**EXTRAIT À LIRE:**
Dys­to­pie mo­der­ne à Jo­han­nes­burg

Ponte City, regard sur un ghetto vertical

Publikationsdatum
27-02-2014
Revision
13-10-2015

L’urbanisme moderne de la ville de Johannesburg a longtemps été synonyme de prospérité, d’exubérance et de ségrégation. Sous l’apartheid, au zonage fonctionnel qui délimitait les quartiers d’affaires des quartiers résidentiels s’ajoutait celui de la séparation raciale. 
Il y avait des quartiers réservés aux Blancs et des townships : des banlieues éloignées destinées aux Noirs. A la tombée de la nuit, les travailleurs Noirs devaient quitter le centre-ville. Ce couvre-feu perpétuel prit officiellement fin avec la chute du régime de Frederik de Klerk. Dès les premiers mois, le centre-ville fut pris d’assaut par des populations qui en avaient été exclues. 
Puis, comme à Détroit, les Blancs s’en allèrent, laissant derrière eux la ville moderne, faite de bâtiments prestigieux, d’ensembles de bureaux et de tours.
L’exposition Ponte City retrace l’évolution d’un de ces bâtiments : une tour résidentielle de 54 étages transformée en ghetto vertical. Situé dans le quartier résidentiel de Hillbrow, l’ensemble réalisé au début des années 1970 était exclusivement destiné à une population blanche et aisée. 
Ponte City est aujourd’hui à l’image du quartier : délaissée par les anciens maîtres au profit des serviteurs affranchis. Le couvre-feu demeure, sauf qu’il a changé de cible : désormais ce sont les Blancs qui ne s’aventurent plus dans ce quartier qui leur était pourtant réservé. Bien avant la fin de l’apartheid, ils avaient commencé à fuir vers les banlieues résidentielles comme Rosberg ou Sandton, pour y vivre cloîtrés dans des ensembles sous haute surveillance.
Hillbrow est le revers de la médaille : un quartier difficile dans une ville qui détient le plus grand taux de mortalité d’origine criminelle. La tour Ponte est caractéristique de ce déclin : c’est un ensemble résidentiel homogène, hanté par la violence urbaine.

**DONNÉES FOURNIES:**
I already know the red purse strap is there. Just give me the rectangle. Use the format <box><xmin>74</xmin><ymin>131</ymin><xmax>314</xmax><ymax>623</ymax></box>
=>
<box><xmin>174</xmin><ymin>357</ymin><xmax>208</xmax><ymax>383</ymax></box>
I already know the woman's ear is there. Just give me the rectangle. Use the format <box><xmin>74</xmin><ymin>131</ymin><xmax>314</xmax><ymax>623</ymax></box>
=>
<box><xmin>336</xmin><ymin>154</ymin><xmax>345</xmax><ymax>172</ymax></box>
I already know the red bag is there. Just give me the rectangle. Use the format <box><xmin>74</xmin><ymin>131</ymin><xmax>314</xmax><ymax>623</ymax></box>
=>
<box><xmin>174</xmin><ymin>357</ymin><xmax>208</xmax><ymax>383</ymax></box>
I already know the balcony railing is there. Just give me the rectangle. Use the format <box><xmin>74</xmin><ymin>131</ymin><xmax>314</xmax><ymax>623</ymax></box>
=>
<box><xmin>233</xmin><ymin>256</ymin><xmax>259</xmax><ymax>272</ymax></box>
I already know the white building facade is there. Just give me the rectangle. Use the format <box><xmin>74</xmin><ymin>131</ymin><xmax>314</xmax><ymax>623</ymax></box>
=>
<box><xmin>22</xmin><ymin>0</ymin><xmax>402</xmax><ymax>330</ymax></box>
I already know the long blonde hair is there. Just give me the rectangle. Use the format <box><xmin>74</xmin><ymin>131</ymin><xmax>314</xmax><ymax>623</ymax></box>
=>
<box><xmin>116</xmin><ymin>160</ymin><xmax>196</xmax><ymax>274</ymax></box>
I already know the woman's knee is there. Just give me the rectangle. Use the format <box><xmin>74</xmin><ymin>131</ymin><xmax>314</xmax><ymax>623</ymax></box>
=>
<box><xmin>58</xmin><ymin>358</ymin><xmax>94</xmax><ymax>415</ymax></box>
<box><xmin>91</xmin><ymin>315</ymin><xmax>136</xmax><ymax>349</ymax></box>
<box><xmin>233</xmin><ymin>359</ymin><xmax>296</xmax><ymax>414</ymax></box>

**CONSIGNE:** D'après l'extrait sur Ponte City, combien d'étages compte cette tour résidentielle ? Les lignes fournies ne sont pas nécessaires.

**CORRIGÉ:** La tour compte 54 étages.